— BEGIN DOCUMENT SEGMENT —
• Stars
    star
    138
  • Rank 258,885 (Top 6 %)
  • Language
    Jupyter Notebook
  • License
    Apache License 2.0
  • Created over 2 years ago
  • Updated 3 months ago

Reviews

There are no reviews yet. Be the first to send feedback to the community and the maintainers!

Repository Details

Causal discovery algorithms and tools for implementing new ones

Causality Lab

This repository contains research code of novel causal discovery algorithms developed at Intel Labs, as well as other common algorithms, and classes for developing and examining new algorithms for causal structure learning.

Update (December 2023): CLEANN is novel algorithm presented at NeurIPS 2023. It generates causal explanations for the outcomes of existing pre-trained Transformer neural networks. At its core, it is based on the novel causal interpretation of self-attention presented in the paper, and executes attention-based causal-discovery (ABCD). This notebook demonstrates, using a simple example, how to use CLEANN.

Table of Contents

Algorithms and Baselines

Included algorithms learn causal structures from observational data, and reason using these learned causal graphs. There are three families of algorithms:

  1. Causal discovery under causal sufficiency and bayesian network structure learning

    1. PC algorithm (Spirtes et al., 2000)
    2. RAI algorithm, Recursive Autonomy Identification (Yehezkel and Lerner, 2009). This algorithm is used for learning the structure in the B2N algorithm (Rohekar et al., NeurIPS 2018b)
    3. B-RAI algorithm, Bootstrap/Bayesian-RAI for uncertainty estimation (Rohekar et al., NeurIPS 2018a). This algorithm is used for learning the structure of BRAINet (Rohekar et al., NeurIPS 2019)
  2. Causal discovery in the presence of latent confounders and selection bias

    1. FCI algorithm, Fast Causal Inference (Spirtes et at., 2000)
    2. ICD algorithm, Iterative Causal Discovery (Rohekar et al., NeurIPS 2021)
    3. TS-ICD algorithm, ICD for time-series data (Rohekar et al., ICML 2023)
  3. Causal reasoning

    1. CLEANN algorithm, Causal Explanation from Attention in Neural Networks (Rohekar et al., 2023, Nisimov et al., 2022).
— END DOCUMENT SEGMENT —
— BEGIN INFORMATION SUPPLIED —
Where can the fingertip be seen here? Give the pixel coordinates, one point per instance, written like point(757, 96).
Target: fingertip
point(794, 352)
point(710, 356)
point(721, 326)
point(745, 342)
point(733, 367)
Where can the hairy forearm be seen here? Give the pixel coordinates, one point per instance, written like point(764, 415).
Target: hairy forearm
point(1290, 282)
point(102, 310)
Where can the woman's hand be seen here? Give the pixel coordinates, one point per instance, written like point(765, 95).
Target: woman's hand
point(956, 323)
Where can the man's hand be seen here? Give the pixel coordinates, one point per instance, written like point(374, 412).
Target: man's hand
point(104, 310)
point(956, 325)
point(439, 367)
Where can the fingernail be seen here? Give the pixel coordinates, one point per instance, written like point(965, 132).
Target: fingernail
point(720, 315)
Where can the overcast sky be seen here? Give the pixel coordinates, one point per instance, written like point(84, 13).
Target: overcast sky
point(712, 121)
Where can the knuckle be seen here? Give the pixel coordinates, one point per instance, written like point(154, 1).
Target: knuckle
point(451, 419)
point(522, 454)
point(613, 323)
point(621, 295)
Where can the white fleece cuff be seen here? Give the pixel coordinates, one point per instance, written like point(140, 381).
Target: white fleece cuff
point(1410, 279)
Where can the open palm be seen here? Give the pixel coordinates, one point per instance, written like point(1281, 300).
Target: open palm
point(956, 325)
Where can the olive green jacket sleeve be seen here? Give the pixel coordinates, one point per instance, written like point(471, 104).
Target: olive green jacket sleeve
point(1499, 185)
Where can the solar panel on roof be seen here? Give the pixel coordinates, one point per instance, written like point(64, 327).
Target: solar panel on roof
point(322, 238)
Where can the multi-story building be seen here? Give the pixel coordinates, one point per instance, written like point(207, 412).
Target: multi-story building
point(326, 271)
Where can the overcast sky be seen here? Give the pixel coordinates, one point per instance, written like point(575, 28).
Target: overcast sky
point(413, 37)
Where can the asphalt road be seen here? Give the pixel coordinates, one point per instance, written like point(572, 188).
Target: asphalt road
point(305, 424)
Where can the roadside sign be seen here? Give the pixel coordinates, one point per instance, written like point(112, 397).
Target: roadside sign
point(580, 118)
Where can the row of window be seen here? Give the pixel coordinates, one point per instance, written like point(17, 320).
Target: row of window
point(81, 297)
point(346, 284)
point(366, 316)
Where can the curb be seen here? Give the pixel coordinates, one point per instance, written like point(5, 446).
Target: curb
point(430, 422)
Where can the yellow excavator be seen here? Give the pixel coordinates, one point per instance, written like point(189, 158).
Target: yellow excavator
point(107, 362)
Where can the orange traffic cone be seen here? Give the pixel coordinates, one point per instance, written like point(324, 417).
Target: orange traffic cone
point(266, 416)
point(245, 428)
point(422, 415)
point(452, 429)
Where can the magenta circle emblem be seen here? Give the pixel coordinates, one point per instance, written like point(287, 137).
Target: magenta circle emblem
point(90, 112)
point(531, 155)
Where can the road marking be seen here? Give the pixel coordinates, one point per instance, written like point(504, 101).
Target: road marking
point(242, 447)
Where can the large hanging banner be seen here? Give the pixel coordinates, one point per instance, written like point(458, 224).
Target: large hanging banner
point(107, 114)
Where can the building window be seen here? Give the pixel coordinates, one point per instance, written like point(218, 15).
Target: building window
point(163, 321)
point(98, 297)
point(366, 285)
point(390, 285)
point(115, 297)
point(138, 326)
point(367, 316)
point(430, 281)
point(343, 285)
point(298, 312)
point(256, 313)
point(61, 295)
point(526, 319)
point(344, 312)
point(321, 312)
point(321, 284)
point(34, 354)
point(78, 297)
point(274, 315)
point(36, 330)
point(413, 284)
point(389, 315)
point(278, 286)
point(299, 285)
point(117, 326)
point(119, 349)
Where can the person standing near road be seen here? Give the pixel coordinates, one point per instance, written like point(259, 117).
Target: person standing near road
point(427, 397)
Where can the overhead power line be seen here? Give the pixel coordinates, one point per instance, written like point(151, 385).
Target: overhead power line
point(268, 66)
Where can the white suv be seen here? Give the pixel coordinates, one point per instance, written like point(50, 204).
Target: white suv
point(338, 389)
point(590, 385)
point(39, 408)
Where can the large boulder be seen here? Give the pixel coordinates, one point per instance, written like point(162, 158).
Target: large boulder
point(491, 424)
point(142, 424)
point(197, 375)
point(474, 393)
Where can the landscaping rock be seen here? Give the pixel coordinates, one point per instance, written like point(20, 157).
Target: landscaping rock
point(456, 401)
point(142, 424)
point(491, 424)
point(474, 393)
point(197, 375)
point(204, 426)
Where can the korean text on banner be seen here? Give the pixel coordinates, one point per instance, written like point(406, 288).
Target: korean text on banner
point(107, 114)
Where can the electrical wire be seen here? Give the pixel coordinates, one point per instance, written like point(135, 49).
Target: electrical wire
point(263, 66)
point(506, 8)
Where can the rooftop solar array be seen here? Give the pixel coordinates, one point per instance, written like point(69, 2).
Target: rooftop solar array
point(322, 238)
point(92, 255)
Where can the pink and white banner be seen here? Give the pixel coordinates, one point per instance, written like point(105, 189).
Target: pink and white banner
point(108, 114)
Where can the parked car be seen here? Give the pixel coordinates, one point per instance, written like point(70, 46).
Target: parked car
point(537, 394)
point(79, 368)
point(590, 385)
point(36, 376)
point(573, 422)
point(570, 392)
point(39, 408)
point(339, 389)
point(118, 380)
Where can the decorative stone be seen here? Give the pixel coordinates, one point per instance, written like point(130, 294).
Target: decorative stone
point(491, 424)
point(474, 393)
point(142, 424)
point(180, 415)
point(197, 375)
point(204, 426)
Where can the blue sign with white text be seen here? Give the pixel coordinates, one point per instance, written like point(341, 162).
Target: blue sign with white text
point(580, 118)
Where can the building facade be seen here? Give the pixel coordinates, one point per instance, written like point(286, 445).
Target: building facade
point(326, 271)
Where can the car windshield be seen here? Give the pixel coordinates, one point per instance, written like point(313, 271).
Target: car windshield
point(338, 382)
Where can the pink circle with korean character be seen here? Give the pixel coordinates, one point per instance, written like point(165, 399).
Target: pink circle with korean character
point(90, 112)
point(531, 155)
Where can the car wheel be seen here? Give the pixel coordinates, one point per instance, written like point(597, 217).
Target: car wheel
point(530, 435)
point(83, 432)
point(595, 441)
— END INFORMATION SUPPLIED —
— BEGIN INFORMATION SUPPLIED —
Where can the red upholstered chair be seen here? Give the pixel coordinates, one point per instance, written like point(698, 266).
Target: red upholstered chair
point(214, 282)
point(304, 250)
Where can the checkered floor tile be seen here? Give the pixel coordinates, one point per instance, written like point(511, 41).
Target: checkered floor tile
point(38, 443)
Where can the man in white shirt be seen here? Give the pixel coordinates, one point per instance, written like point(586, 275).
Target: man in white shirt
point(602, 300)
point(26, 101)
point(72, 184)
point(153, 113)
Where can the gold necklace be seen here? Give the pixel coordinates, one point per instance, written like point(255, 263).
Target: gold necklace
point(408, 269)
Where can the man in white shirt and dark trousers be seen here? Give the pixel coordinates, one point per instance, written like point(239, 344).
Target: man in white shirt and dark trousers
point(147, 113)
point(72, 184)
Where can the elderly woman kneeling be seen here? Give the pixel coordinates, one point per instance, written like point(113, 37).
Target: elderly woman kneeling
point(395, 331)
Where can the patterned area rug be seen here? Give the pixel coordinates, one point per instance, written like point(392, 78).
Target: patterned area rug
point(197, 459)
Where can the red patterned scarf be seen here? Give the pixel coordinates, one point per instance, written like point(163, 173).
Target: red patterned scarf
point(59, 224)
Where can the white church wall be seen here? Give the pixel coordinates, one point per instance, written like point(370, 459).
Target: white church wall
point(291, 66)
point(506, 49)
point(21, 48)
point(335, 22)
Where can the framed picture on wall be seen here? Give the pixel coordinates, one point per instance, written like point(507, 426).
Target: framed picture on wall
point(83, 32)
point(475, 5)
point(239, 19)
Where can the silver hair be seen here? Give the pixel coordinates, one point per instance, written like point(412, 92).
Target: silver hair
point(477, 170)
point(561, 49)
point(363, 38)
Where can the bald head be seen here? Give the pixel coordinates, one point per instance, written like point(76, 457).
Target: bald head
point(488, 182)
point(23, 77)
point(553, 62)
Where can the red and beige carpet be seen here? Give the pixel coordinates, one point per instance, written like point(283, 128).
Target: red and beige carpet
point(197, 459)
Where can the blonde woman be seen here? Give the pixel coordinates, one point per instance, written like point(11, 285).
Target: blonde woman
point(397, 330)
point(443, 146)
— END INFORMATION SUPPLIED —
**WRITTEN PROBLEM A:**
According to the Causality Lab page, at which conference was the CLEANN algorithm presented?
**WRITTEN PROBLEM B:**
Please repeat the Causality Lab page from "This repository contains" up to and including "to use CLEANN.".

**EXPECTED OUTPUT A:**
NeurIPS 2023

**EXPECTED OUTPUT B:**
This repository contains research code of novel causal discovery algorithms developed at Intel Labs, as well as other common algorithms, and classes for developing and examining new algorithms for causal structure learning.

Update (December 2023): CLEANN is novel algorithm presented at NeurIPS 2023. It generates causal explanations for the outcomes of existing pre-trained Transformer neural networks. At its core, it is based on the novel causal interpretation of self-attention presented in the paper, and executes attention-based causal-discovery (ABCD). This notebook demonstrates, using a simple example, how to use CLEANN.